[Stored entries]
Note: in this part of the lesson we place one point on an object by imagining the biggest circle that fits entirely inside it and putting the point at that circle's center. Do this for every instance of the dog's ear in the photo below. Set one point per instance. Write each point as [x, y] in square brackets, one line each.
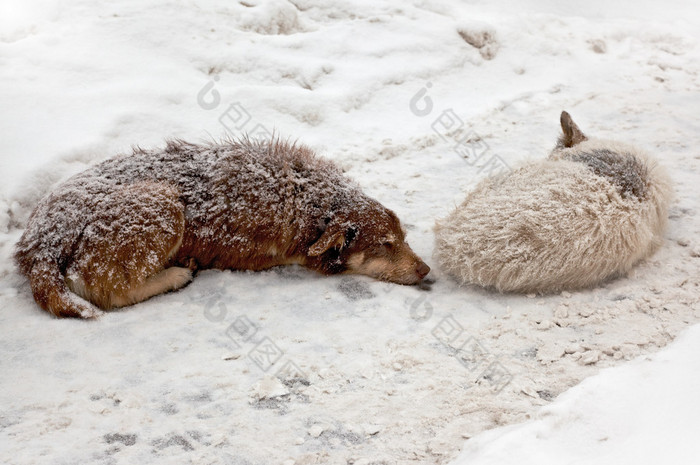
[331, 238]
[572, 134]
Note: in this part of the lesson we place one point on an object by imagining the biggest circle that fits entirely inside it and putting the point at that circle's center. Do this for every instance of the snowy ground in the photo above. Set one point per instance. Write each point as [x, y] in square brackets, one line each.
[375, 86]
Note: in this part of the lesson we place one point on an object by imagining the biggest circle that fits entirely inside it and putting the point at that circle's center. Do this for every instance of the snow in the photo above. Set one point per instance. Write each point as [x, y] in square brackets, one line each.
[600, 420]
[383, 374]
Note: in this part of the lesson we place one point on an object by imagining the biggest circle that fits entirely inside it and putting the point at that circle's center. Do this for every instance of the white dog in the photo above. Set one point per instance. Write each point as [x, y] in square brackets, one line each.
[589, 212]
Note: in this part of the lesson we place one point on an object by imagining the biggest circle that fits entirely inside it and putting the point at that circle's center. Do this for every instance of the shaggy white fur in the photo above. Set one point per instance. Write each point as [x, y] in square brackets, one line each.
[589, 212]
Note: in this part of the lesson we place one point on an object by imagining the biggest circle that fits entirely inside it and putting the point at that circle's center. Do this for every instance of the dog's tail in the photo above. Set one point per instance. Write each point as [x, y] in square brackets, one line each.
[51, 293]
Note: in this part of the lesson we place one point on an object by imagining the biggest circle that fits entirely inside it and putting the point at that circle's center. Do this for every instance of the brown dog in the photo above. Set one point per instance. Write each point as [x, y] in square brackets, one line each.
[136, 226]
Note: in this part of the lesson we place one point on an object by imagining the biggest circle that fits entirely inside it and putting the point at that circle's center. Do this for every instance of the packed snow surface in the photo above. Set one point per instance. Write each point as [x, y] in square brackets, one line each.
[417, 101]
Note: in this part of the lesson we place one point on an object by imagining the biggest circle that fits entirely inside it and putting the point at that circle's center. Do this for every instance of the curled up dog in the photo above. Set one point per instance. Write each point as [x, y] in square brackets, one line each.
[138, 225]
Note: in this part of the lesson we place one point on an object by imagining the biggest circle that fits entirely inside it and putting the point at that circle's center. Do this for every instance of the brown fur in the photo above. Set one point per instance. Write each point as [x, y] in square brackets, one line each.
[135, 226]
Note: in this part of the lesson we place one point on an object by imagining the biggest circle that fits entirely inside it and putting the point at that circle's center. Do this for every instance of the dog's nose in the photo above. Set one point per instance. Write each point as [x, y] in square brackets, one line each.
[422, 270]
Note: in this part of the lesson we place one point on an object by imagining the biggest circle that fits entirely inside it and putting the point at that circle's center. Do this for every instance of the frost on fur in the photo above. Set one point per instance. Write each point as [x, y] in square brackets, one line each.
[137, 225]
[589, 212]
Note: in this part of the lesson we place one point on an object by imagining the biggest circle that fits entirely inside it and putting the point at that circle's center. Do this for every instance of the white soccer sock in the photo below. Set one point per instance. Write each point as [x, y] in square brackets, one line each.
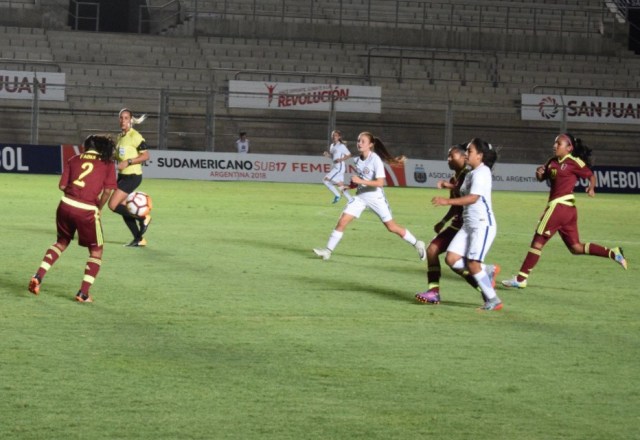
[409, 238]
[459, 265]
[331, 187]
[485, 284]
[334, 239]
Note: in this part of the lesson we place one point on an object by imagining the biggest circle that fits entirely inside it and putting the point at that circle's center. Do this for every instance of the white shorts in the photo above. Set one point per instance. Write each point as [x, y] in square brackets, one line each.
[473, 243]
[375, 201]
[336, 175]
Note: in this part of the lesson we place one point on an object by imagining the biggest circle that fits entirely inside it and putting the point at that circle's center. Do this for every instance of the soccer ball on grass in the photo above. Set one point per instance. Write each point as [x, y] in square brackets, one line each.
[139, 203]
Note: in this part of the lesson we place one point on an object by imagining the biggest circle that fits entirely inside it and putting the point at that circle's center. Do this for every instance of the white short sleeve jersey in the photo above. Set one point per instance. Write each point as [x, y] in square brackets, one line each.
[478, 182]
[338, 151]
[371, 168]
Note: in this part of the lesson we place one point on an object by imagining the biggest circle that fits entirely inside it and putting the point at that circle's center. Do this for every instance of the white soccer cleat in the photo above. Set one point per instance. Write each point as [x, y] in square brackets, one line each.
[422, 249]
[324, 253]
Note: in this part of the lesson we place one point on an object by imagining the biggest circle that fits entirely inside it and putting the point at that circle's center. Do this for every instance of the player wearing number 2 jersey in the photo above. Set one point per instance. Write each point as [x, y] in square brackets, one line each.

About this task. Transcribe every line of the records exactly. Pictures do not belong in the copy.

Solved problem.
Note: in this part of the lesson we place one point on an object by imagining the biggest circle that fits entirely inside it and putting the point at that circle's center. Do this for every instance of the dog's ear in the photo below. Set one point per instance. Write each point as [x, y] in square brackets, one line each.
[331, 238]
[572, 134]
Note: in this part of the lesson we place one point on an object by imagining the biggest circle that fits entirely inside it and putting the point at that circle's center. Do this for every instance of the snowy ground in the photo above. Set one point per instance. Write each point as [x, y] in square brackets, one line each.
[375, 86]
Note: in this part of the lesson we place one point on an object by imagining the biggest circle that fits entirely inside it and putting the point at that circle's center. Do this for every instance of the snow in the photo above. Set one point per instance. Write each point as [x, y] in square brackets, one line each.
[600, 420]
[383, 374]
Note: in this part of the lesson we place one point on an object by imagining the biggest circle that fits entirely inside it and putting the point at that circle's center. Do this for every instance of the white dog in the photo above. Set one point per instance. Write each point as [x, y] in square brackets, one line each.
[589, 212]
Note: in this part of the lesson we place one point on an object by imagining the biggest circle that fits entirely inside it and putting the point at that circle's center. Do this for every instance of the shaggy white fur in the photo above. Set one point per instance. Write each point as [x, y] in square brackets, one line each.
[589, 212]
Note: in this part of the lesson we place one point on an object by imagining the biggest circle that fits entirely inside it and putting the point at that circle's center. Do this for every instance of the dog's tail in the photo above. Set one point per instance. Write each point as [x, y] in square brackets, one line each.
[51, 293]
Note: in this part of the lesson we place one point on an object by imagining the biggest circle that fits entirely inside it and putting the point at that circle's center. Do this for every instance of the brown dog in the photo above. Set one point per instance. Write each point as [x, y] in square brackets, one line each.
[136, 226]
Note: in this part of the lesson we place one point on an object by imagining the biggest circle that fits entirely inside it and putting the point at that circle's center. Do this for every instance of the packed snow surface in the photo above. Set one point per instance. Write each point as [x, y] in square brackets, one line each.
[417, 101]
Note: in this part of the lesson we place one point on an object by imagining the biggest circle that fits entirely inside it and putting the point at that circle's center. Do this for every instance of the curled up dog in the photo above. Set one point per instance. Write each point as [x, y] in square brackets, one line each.
[138, 225]
Note: in this part of the lesson we place one point on an object by imagining the biggest circle that fits entirely inside it and putting the point at that circle's center. Do this for every instance of the brown fur in the photo above. Set one point per instance. Write each point as [x, y] in square brackets, one line each.
[135, 226]
Note: in this part of the lesson we place one point on an object by imagining the biggest circle that fits entirely inside it and putting the point at that circle's center. Do this for every instance of the dog's nose in the photo above. Set one point per instance. Write each point as [x, y] in square brackets, one line each.
[422, 270]
Note: in this part of the lesson we place one point on an object by imagining the biggest circle that fits entirely inside it and putting the point at that circle's center. Do this for every instance of the frost on fur in the photo above. Set one point per instance. Write each point as [x, y] in square brackets, one line each.
[137, 225]
[589, 212]
Note: in this part of the lesson we place one point on an object by imagining the biggest circle that fits entirely inside it and putting the point at that circle's center. Do this for every instance of the white soccer sock in the photo below. Set one point per instance. Write each point as [x, y] in square brackets, one line each.
[409, 238]
[459, 265]
[331, 187]
[485, 284]
[334, 239]
Note: in this part of the lesson we place one point on an object by imagining the biggest circle that fits entirely inside it and putting the point at that circle's center. Do this for every instance of the white shorts in the photo above. Set one point per instance. Write each point as [x, y] in square brackets, one line each.
[473, 243]
[375, 201]
[336, 175]
Note: in this part of the lesson we place one point on an object by imagining the biggest circle that fits entirely inside it and putting the point at that circle's center. Do this for every instance of the soccer ball on grass in the photo above. Set one point per instance. Write each point as [x, y] in square brackets, one line each.
[139, 203]
Note: in this part of the lesson we place one point on an object by imagining the biggest circle that fits entirely inside it and putting the point at that circle's center. Do this for every instance of the white short sleeve jersey in the photo above. Set one point per instance. Write each point as [x, y] in square brackets, one line each.
[478, 182]
[338, 151]
[371, 168]
Note: in this part of the lesson we place one point on an object by imagining the biggest circle that fits entirely inside it and putting the point at that circle's center. Do this for every instance of the white soccer cleat in the photo above. Set one point per instance. Write each point as [x, y] in square brackets, one line each.
[422, 249]
[324, 253]
Note: in this part of the lesson we place one point on an object by imagining the biggest circle that fits entirely inside it and putting the point at that circle's center. Do this for every instance of the player wearing number 2 jersey in the photo above. Set one point per instance. Write each point as [x, y] in square brackets, one line each.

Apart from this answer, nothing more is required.